TEXT EXCERPT:
============================================================

I stayed in a friend’s cabin in the mountains in California a few years back and the views and the silence was incredible. A couple I knew bought this vacation home in order to escape the craziness of Los Angeles on the weekends.
As LA traffic worsened, it became harder and harder for them to commute to their cabin on the weekends. Their beloved cabin started sitting empty more and more. This filled them with guilt, more and more.
My friends decided to sell it but despite a hot real estate market, no buyer was willing to pay what they paid for it. Massive developments nearby had corroded the serenity of that cabin which neighbors tried to fight unsuccessfully in the courts.
Vacation Home
We gravitate towards vacation homes because they give us more options. They also fill a romantic void of an escape to tranquility.
Some vie for a vacation home thinking that it might make for a good investment. Others want a place to get away to with their extended family.
A few will buy a vacation home because it sounds cool to be able to say that you have a cabin in the woods.
Cheap Acreage
One kind of vacation home might be the 20 acres in the middle of nowhere, priced at $50k, complete with a massive shed.
It’s cheap enough to buy in cash and would make for a wonderful road trip.

============================================================

MATERIAL PROVIDED:

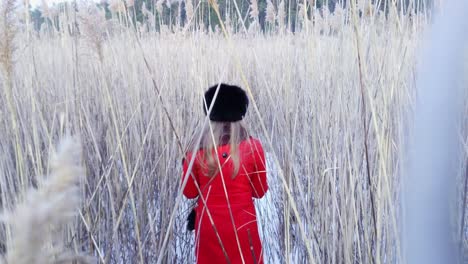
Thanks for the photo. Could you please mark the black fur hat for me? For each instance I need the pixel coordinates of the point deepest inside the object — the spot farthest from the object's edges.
(230, 105)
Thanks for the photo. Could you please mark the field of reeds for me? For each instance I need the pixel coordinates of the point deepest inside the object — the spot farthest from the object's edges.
(331, 101)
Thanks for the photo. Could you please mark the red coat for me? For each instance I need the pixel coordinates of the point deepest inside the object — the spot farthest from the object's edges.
(217, 241)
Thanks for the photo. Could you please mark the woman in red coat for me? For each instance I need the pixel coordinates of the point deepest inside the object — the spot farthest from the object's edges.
(227, 173)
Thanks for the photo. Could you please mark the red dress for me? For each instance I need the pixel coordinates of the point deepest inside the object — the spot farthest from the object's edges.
(224, 235)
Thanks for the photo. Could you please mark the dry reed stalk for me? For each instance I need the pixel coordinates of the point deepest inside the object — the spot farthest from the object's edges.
(37, 222)
(270, 13)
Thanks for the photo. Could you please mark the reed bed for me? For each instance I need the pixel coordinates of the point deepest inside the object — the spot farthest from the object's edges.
(334, 101)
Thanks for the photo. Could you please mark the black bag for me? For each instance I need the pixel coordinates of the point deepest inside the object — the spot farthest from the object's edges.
(191, 220)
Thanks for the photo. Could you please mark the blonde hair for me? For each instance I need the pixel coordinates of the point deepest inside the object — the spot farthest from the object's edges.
(217, 134)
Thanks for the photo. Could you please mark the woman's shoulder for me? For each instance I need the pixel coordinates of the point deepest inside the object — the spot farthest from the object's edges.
(252, 142)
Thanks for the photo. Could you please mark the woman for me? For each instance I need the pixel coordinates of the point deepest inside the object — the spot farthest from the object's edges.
(228, 171)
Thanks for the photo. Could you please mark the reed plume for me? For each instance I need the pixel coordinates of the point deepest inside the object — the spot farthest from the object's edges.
(37, 222)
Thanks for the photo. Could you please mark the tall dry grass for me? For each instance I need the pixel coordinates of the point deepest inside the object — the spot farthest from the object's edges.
(35, 226)
(331, 103)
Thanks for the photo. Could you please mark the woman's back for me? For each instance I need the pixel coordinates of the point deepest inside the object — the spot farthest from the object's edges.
(226, 224)
(228, 171)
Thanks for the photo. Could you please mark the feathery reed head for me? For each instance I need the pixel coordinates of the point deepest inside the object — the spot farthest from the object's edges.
(36, 222)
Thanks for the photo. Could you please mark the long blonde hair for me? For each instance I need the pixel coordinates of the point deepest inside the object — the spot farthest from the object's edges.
(217, 134)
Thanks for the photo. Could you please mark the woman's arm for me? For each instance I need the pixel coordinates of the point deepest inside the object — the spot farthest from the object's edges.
(190, 190)
(258, 177)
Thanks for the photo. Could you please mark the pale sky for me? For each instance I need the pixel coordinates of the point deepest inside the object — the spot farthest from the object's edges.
(35, 3)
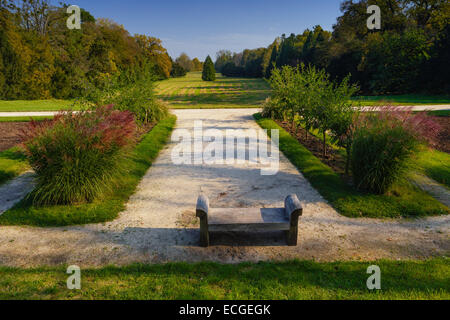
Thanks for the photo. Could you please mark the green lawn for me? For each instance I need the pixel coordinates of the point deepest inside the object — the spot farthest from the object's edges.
(436, 165)
(23, 119)
(192, 92)
(35, 105)
(12, 163)
(405, 100)
(406, 200)
(295, 280)
(107, 207)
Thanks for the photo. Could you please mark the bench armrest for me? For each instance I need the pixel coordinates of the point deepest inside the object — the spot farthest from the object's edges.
(202, 206)
(293, 207)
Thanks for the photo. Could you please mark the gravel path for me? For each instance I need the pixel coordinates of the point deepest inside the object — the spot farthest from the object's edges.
(15, 190)
(159, 224)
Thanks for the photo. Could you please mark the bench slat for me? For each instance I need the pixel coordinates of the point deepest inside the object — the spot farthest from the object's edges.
(244, 219)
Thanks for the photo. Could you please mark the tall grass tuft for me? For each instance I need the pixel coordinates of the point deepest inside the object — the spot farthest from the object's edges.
(76, 155)
(384, 142)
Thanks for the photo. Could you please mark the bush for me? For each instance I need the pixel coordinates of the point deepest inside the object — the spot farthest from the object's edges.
(384, 142)
(76, 155)
(141, 100)
(177, 71)
(209, 72)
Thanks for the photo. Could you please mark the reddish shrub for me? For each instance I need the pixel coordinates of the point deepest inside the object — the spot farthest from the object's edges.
(76, 154)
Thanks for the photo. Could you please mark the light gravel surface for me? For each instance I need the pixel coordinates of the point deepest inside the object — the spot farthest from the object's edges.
(15, 190)
(159, 224)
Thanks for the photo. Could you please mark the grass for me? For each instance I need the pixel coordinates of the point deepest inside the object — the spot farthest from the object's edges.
(436, 165)
(294, 280)
(35, 105)
(404, 100)
(12, 163)
(440, 113)
(24, 119)
(405, 200)
(192, 92)
(105, 208)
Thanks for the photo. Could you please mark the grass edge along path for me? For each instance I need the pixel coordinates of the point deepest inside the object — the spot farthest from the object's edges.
(406, 201)
(12, 164)
(105, 208)
(292, 280)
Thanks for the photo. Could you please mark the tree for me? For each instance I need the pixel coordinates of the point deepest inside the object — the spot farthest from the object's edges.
(185, 62)
(222, 58)
(177, 70)
(209, 72)
(198, 65)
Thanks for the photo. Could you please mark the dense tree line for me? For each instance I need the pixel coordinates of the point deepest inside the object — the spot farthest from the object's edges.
(209, 72)
(409, 54)
(41, 58)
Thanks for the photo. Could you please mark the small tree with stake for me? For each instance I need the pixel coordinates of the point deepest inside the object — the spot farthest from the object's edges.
(209, 72)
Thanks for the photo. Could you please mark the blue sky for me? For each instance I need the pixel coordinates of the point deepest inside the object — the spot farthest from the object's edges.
(200, 27)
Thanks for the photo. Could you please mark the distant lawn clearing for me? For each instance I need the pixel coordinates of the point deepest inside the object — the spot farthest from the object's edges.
(296, 280)
(191, 92)
(404, 100)
(109, 205)
(12, 163)
(405, 201)
(436, 165)
(24, 119)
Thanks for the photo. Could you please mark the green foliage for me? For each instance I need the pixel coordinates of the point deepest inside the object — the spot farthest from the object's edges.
(409, 54)
(435, 164)
(306, 95)
(108, 206)
(177, 71)
(140, 99)
(76, 155)
(384, 143)
(291, 280)
(40, 58)
(380, 155)
(209, 72)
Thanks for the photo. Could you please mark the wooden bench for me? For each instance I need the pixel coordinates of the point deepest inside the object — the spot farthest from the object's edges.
(253, 219)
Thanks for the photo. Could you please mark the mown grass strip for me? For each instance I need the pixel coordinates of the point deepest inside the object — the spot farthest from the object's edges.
(109, 205)
(405, 199)
(435, 165)
(12, 163)
(295, 280)
(35, 105)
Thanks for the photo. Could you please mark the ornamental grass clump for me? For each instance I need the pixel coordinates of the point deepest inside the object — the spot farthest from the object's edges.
(76, 155)
(384, 142)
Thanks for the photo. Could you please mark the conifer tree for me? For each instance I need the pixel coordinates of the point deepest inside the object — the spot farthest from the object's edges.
(209, 72)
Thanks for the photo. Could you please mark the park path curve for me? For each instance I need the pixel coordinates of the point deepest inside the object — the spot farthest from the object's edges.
(158, 224)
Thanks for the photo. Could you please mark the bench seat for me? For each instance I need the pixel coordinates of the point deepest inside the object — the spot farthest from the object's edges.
(249, 219)
(252, 219)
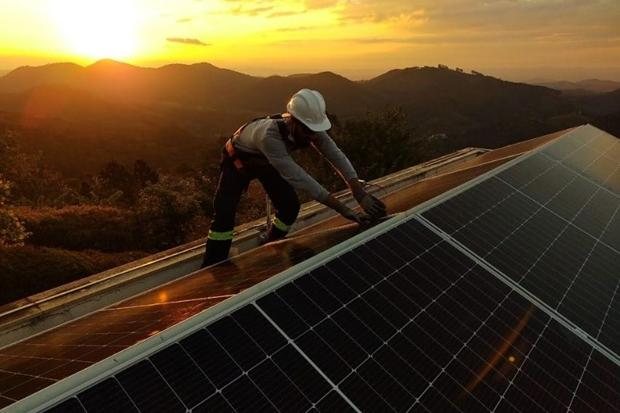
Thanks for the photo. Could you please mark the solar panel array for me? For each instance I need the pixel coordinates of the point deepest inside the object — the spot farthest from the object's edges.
(552, 224)
(471, 305)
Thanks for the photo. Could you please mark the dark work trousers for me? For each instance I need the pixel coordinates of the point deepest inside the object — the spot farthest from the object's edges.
(232, 183)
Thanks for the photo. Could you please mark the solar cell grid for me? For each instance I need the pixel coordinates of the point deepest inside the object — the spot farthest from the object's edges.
(409, 321)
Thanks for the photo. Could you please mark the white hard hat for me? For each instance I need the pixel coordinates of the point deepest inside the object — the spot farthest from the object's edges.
(308, 106)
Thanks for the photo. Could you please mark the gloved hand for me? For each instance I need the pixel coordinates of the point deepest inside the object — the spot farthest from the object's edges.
(373, 206)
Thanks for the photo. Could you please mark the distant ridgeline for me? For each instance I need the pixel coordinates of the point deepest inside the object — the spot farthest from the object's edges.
(79, 118)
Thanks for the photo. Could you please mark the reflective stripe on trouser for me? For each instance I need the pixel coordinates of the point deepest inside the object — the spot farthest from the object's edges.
(220, 236)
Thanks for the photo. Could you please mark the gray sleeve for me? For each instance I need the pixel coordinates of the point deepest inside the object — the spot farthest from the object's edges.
(277, 154)
(326, 146)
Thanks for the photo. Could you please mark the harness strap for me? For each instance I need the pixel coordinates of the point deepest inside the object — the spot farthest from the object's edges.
(232, 154)
(230, 147)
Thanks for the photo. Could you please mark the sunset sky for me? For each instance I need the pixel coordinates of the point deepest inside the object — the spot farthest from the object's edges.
(514, 39)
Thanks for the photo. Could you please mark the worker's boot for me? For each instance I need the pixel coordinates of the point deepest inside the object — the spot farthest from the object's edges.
(215, 251)
(274, 234)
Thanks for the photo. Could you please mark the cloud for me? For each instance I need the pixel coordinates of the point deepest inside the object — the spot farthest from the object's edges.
(284, 13)
(320, 4)
(296, 29)
(189, 41)
(255, 11)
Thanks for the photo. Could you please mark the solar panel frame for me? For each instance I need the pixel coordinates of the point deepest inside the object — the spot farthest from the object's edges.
(59, 391)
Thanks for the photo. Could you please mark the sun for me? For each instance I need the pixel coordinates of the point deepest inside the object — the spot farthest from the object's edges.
(97, 28)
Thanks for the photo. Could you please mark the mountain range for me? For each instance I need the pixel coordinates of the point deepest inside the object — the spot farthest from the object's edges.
(80, 117)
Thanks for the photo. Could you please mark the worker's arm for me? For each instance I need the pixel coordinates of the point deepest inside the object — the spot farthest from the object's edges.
(277, 154)
(326, 146)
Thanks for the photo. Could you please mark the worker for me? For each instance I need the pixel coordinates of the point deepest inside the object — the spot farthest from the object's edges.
(260, 150)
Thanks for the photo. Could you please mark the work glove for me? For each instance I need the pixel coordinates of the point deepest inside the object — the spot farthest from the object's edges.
(373, 206)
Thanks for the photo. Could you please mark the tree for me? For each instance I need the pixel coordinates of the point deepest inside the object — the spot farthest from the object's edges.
(379, 143)
(114, 178)
(33, 183)
(143, 174)
(12, 231)
(166, 210)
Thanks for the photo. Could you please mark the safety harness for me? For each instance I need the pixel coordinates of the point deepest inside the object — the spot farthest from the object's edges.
(233, 154)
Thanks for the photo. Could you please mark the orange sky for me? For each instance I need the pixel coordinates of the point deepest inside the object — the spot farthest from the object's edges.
(515, 39)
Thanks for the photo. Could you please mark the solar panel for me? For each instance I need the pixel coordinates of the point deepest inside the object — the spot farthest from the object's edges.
(471, 305)
(550, 223)
(402, 321)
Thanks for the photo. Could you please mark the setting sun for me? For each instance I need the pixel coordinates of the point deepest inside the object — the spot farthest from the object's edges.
(97, 29)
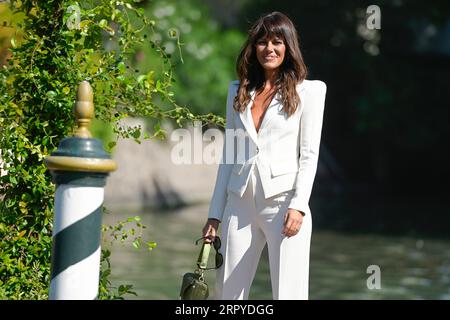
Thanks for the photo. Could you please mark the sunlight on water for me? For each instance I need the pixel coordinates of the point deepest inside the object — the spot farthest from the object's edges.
(410, 268)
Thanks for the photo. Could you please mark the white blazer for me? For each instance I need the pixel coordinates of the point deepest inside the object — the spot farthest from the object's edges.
(286, 150)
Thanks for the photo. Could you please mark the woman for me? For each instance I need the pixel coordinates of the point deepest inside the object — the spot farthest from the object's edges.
(261, 196)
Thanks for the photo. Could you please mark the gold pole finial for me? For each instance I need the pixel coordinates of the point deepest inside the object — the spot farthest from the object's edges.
(84, 109)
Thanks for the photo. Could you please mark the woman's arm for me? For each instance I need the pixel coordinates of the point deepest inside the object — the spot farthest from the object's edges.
(218, 199)
(309, 136)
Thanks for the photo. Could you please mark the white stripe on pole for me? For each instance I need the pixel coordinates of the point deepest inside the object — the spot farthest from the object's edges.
(73, 203)
(79, 281)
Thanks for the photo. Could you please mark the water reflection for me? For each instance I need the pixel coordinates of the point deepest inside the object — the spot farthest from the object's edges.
(410, 268)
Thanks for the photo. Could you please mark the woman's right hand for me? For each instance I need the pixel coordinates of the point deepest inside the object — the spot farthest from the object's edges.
(210, 230)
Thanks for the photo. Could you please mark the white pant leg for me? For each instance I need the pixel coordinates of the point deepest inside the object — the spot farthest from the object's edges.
(288, 257)
(242, 244)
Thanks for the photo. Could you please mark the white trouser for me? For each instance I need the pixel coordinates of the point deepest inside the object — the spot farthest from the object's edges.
(248, 223)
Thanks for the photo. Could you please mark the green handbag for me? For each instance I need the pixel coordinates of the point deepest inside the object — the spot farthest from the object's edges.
(194, 286)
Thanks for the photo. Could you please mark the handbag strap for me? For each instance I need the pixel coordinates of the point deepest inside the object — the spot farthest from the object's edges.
(202, 260)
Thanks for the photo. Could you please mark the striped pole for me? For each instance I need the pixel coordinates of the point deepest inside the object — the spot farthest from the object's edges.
(79, 168)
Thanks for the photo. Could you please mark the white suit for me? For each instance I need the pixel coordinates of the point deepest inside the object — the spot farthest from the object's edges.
(256, 185)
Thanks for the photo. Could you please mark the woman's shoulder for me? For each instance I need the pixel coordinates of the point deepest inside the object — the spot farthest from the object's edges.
(234, 83)
(312, 85)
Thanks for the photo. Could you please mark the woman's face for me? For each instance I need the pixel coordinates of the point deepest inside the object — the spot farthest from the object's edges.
(270, 52)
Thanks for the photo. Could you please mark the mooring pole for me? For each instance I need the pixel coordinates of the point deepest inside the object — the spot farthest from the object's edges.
(79, 168)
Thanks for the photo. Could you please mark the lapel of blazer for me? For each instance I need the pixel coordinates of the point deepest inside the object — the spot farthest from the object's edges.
(247, 118)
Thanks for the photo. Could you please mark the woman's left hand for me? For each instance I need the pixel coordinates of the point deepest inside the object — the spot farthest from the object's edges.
(293, 220)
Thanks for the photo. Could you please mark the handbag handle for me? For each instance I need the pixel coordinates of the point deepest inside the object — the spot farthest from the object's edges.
(202, 260)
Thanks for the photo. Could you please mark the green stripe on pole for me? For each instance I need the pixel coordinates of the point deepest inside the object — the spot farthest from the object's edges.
(85, 179)
(76, 242)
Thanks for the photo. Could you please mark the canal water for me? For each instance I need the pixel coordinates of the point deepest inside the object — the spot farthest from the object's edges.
(410, 267)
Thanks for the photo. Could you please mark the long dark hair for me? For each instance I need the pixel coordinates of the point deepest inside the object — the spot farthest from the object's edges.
(292, 71)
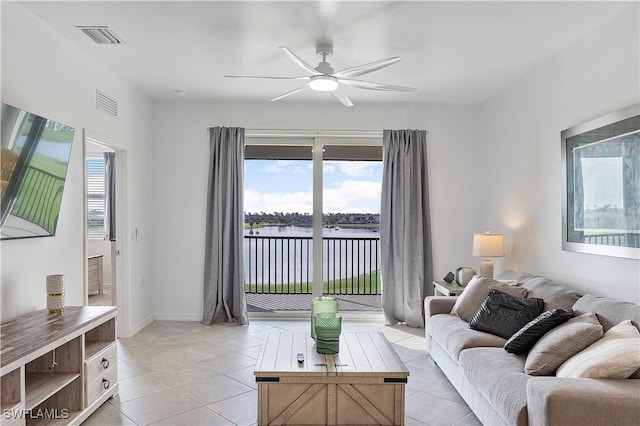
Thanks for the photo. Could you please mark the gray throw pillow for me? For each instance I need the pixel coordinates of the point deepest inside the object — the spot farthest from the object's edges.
(503, 315)
(528, 335)
(476, 291)
(561, 343)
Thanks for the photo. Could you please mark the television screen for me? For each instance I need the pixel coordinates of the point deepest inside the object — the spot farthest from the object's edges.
(35, 157)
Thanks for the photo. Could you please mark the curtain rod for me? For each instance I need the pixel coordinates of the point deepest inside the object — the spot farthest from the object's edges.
(297, 133)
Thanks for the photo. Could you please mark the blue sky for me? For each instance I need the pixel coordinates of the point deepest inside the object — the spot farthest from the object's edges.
(286, 186)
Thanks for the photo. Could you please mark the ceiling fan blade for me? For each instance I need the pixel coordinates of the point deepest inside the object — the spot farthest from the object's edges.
(299, 61)
(289, 93)
(370, 85)
(266, 77)
(342, 97)
(366, 68)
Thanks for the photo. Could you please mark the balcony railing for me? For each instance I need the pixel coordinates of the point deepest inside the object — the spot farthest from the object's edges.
(350, 265)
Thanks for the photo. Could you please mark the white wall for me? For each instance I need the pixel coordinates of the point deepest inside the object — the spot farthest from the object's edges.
(522, 167)
(180, 167)
(45, 74)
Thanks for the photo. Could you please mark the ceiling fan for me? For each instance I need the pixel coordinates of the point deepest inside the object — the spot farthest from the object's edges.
(323, 78)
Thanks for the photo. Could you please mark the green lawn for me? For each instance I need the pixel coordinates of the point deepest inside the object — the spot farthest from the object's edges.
(364, 284)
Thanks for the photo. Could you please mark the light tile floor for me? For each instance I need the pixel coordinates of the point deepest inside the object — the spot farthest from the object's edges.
(186, 373)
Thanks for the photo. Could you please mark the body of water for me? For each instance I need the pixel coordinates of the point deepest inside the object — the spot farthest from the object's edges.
(284, 254)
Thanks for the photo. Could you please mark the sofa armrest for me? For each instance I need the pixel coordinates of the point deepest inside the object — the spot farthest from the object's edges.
(564, 401)
(434, 305)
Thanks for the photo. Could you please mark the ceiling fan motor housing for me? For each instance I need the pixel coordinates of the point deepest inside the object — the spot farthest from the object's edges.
(324, 49)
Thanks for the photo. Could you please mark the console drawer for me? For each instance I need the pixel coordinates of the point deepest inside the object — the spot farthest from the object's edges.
(101, 385)
(103, 361)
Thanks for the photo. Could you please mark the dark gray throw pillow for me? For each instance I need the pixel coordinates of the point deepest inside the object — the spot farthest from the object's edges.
(502, 314)
(527, 336)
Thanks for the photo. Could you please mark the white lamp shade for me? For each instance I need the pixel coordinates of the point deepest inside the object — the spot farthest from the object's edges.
(488, 245)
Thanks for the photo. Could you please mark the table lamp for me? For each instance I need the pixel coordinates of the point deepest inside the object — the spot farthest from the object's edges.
(488, 245)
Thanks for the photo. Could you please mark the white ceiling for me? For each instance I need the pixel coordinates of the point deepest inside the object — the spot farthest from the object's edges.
(453, 52)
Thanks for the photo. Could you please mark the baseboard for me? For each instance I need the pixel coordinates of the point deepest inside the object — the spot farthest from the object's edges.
(141, 325)
(178, 317)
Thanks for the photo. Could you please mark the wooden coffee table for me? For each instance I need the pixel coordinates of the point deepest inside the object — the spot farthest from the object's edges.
(362, 384)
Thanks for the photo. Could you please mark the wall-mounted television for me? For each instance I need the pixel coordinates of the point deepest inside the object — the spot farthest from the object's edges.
(35, 158)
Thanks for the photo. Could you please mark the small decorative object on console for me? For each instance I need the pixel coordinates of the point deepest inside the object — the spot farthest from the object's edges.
(464, 275)
(319, 305)
(55, 294)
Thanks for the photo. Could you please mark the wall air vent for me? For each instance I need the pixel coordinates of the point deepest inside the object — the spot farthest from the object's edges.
(101, 34)
(106, 104)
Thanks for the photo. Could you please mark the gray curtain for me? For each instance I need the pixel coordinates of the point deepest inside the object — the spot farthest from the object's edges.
(405, 227)
(224, 298)
(110, 196)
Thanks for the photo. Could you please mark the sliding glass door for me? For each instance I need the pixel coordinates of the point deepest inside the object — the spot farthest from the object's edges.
(312, 212)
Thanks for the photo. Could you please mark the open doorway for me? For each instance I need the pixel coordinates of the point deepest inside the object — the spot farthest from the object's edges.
(100, 225)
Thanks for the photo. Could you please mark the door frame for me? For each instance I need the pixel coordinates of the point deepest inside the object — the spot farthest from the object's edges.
(123, 290)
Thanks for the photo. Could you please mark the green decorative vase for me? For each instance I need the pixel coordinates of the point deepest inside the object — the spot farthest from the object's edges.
(328, 326)
(323, 304)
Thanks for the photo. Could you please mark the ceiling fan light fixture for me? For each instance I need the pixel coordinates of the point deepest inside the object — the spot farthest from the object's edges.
(323, 83)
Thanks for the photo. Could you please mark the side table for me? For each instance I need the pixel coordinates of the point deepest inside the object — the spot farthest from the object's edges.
(443, 288)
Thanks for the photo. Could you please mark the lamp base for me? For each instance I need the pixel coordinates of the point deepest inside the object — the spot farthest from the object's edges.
(486, 268)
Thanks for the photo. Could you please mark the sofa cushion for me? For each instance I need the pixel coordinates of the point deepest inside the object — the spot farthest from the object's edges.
(498, 376)
(503, 315)
(527, 336)
(554, 295)
(561, 343)
(615, 356)
(610, 312)
(454, 335)
(476, 291)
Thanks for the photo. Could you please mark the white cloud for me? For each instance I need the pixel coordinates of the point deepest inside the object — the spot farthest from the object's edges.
(283, 166)
(350, 196)
(355, 168)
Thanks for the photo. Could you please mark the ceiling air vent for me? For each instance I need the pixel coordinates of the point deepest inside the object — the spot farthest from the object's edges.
(102, 35)
(106, 104)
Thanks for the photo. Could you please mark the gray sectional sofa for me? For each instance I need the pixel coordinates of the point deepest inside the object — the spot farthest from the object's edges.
(493, 383)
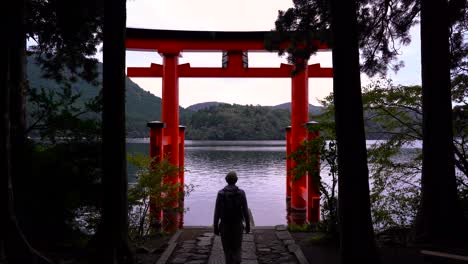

============================================================

REQUIRED TASKS:
**A)** Answer these about the vacation home piece:
(i) Why did the couple buy the cabin?
(ii) What had corroded the cabin's serenity?
(iii) What price is given for the 20 acres?
**B)** What comes next in the vacation home piece? Write it, picking up after its last sentence.

SOLVED PROBLEMS:
**A)**
(i) To escape the craziness of Los Angeles on the weekends.
(ii) Massive developments nearby.
(iii) $50k.

**B)**
The real work is clearing the dead trees. Controlling the foliage. Keeping roads accessible during the winter and clearing brush during the summer to prevent fires.
Exotic Cabin
My friend’s cabin outside of LA was just such an idyllic, exotic getaway in the mountains. Snowy mountains during the winter and green tree-lined hills during the summer.
It had electricity, sewer, parking spaces, and it was only a few miles away from a convenience store.
Without a working community nearby, however, it was more of a destination and not a place one could live at full-time.
New York Apartment
The more luxurious vacation home is the NY apartment. Substitute SF, LA, or Miami for a similar result. Whether a penthouse or just a box in the middle of the craziness.
This would be the kind of place that’s rented out on AirBnb when it sits empty. The rest of the time it would be the perfect vacation home getaway, only a flight away.
SF, NY, and New Orleans have adopted variances ordinances which curb short-term renting through 3rd websites such as AirBnb and VRBO.
Spanish Countryside Winery
For the international travelers, a stone home out in the countryside of Spain or France might be appealing.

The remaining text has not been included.